Supplied data:
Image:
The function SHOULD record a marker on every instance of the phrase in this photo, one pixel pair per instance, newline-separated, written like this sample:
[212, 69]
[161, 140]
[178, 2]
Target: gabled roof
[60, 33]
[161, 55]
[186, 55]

Short problem: Reproduce every one of the items above word for word, keeping each line as it stands.

The answer:
Image:
The function SHOULD record a marker on every instance of the phrase in this photo, one pixel pair per instance, newline-separated, written like this sample:
[212, 69]
[161, 140]
[178, 2]
Target: gabled roof
[60, 33]
[161, 55]
[186, 55]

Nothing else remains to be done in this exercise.